— Start Stored records —
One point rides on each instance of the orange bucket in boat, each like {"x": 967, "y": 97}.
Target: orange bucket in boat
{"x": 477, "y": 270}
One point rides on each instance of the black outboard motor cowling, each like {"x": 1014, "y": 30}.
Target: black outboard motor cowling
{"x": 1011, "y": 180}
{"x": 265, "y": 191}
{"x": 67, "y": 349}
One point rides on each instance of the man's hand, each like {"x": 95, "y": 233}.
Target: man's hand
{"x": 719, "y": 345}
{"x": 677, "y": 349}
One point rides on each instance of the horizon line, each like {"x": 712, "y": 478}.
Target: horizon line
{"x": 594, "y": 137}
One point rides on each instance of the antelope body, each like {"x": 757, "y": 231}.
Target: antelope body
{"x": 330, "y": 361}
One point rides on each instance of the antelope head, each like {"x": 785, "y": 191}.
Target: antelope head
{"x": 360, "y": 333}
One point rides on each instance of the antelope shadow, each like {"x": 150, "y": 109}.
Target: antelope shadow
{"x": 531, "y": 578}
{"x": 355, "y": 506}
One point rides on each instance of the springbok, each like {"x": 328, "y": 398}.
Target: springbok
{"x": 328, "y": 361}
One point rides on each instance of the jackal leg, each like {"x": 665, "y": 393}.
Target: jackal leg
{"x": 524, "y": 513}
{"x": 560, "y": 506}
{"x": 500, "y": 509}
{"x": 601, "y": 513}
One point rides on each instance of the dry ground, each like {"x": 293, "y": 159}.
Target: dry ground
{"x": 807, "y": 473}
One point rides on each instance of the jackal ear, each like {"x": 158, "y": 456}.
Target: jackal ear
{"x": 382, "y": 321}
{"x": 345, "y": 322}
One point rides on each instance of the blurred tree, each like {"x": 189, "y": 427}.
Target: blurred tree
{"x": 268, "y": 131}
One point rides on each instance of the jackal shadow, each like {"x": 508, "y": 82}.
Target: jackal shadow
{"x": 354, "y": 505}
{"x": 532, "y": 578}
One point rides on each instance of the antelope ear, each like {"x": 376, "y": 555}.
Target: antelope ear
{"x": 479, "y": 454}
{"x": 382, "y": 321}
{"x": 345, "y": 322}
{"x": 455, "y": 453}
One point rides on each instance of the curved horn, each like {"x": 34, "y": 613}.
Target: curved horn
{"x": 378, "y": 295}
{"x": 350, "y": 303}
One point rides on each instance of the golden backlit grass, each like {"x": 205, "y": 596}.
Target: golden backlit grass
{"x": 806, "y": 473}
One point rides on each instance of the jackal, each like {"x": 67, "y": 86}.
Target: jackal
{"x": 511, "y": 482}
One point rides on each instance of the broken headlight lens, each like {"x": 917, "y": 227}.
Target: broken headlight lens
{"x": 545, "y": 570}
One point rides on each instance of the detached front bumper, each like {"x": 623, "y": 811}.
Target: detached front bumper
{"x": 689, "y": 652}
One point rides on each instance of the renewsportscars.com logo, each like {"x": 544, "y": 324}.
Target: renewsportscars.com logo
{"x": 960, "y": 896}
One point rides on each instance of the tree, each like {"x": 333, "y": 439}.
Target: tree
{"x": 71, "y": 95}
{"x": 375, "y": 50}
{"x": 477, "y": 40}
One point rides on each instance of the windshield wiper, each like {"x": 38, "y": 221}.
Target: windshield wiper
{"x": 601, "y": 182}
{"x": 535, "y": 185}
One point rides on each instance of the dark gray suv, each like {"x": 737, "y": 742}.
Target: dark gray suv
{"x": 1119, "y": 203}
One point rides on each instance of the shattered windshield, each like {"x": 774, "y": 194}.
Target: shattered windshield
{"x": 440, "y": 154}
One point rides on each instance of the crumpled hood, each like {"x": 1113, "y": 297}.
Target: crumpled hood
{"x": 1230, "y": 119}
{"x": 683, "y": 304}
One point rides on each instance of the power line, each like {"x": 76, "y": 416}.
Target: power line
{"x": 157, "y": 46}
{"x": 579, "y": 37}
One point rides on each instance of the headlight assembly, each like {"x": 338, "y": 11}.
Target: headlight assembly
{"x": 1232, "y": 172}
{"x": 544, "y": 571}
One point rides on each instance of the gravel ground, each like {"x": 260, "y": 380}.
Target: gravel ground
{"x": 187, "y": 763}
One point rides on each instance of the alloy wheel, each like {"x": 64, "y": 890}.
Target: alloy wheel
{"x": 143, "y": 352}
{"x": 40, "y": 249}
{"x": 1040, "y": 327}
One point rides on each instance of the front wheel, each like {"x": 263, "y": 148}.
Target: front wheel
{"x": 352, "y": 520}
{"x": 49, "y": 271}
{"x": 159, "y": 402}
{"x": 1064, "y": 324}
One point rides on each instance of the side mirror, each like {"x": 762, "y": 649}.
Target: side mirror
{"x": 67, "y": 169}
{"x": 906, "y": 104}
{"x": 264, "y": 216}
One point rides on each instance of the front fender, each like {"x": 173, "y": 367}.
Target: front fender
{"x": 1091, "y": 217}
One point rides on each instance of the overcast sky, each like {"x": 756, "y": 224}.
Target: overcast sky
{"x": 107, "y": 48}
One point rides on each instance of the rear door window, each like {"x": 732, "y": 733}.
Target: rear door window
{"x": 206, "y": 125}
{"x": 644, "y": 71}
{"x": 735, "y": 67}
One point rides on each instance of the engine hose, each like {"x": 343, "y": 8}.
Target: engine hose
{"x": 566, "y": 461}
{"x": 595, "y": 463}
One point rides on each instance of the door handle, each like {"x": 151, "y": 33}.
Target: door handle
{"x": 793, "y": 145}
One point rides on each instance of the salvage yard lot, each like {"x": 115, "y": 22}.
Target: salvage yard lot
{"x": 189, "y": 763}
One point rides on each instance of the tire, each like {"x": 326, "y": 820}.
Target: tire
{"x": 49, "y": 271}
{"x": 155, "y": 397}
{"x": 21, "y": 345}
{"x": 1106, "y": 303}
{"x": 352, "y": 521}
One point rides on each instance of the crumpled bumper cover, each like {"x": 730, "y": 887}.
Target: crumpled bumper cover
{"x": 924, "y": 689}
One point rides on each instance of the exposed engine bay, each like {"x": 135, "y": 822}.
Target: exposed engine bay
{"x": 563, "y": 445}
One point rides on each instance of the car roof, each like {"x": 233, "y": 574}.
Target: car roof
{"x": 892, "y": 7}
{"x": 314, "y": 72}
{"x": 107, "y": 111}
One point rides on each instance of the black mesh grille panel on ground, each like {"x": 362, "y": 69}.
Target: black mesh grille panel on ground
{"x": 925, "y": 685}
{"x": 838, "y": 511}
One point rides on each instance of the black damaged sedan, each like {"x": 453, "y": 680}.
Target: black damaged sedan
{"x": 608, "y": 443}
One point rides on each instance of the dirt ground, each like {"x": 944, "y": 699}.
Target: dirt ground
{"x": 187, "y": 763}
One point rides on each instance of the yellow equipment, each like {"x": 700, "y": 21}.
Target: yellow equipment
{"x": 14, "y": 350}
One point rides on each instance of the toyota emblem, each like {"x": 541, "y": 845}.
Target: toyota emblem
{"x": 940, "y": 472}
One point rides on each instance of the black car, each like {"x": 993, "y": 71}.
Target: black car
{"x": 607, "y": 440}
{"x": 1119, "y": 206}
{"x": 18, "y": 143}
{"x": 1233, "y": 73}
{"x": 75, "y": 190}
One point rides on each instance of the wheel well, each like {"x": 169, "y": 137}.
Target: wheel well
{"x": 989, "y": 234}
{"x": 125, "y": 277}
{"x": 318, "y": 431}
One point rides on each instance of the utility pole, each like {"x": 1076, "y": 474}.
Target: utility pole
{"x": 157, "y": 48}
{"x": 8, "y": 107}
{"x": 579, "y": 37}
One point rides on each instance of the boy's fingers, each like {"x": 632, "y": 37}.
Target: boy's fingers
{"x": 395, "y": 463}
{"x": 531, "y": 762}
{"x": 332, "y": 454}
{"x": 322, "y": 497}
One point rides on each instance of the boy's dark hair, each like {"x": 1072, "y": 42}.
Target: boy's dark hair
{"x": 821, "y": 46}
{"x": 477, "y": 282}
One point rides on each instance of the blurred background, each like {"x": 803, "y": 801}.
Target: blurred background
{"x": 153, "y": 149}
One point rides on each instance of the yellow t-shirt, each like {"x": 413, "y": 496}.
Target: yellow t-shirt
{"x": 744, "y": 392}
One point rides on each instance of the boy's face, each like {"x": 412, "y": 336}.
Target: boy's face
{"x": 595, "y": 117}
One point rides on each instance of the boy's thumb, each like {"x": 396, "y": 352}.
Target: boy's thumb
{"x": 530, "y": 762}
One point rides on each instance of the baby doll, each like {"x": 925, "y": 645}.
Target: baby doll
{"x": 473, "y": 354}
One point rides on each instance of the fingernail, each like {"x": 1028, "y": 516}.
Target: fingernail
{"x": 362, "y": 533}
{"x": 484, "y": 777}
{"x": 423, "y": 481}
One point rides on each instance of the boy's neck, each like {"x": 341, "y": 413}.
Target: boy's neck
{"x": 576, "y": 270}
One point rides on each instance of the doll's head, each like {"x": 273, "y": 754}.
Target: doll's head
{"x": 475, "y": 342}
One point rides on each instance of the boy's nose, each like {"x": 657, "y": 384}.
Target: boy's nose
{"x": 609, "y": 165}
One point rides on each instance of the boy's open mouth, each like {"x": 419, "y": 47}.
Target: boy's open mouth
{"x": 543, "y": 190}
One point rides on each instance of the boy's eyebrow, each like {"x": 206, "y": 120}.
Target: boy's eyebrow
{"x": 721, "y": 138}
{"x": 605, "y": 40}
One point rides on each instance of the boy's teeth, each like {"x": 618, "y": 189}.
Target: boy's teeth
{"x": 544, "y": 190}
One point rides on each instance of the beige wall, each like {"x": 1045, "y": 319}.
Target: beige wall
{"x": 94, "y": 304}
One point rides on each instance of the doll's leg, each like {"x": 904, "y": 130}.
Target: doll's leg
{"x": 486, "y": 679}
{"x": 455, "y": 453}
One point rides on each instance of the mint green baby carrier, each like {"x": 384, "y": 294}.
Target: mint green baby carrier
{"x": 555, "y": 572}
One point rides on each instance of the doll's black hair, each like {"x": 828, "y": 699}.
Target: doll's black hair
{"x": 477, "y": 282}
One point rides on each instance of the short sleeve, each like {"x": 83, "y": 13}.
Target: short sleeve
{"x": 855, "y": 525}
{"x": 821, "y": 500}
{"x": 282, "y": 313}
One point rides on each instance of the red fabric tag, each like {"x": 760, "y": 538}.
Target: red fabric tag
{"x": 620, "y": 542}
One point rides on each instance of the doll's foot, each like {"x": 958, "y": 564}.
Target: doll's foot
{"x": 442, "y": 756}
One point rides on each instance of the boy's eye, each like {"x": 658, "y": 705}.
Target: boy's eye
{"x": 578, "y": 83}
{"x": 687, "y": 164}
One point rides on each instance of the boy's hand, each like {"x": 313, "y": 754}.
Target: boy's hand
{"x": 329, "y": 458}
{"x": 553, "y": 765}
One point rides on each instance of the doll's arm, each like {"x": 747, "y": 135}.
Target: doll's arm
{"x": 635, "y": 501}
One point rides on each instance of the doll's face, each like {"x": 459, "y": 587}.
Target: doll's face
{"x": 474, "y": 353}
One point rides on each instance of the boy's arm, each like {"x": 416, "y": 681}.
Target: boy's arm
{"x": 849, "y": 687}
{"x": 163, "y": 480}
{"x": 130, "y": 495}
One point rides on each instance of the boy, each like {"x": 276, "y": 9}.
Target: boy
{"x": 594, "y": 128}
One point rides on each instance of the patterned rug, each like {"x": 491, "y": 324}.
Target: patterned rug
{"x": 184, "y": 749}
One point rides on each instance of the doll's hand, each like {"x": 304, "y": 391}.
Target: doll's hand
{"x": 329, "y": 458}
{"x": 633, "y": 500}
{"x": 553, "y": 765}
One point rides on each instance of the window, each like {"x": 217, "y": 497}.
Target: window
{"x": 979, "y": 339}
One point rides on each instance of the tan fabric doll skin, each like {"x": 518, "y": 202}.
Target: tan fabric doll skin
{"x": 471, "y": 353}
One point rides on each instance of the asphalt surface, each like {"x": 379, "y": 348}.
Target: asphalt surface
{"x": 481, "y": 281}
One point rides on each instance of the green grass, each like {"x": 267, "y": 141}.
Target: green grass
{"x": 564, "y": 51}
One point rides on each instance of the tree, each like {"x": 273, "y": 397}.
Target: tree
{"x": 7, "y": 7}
— End Stored records —
Task statement:
Print the lines from the one containing "One point rides on each instance of the green" through the end of the listing, unchanged.

Response:
One point rides on each instance of the green grass, each like {"x": 267, "y": 141}.
Target: green grass
{"x": 564, "y": 51}
One point rides on each instance of the tree, each like {"x": 273, "y": 397}.
Target: tree
{"x": 7, "y": 7}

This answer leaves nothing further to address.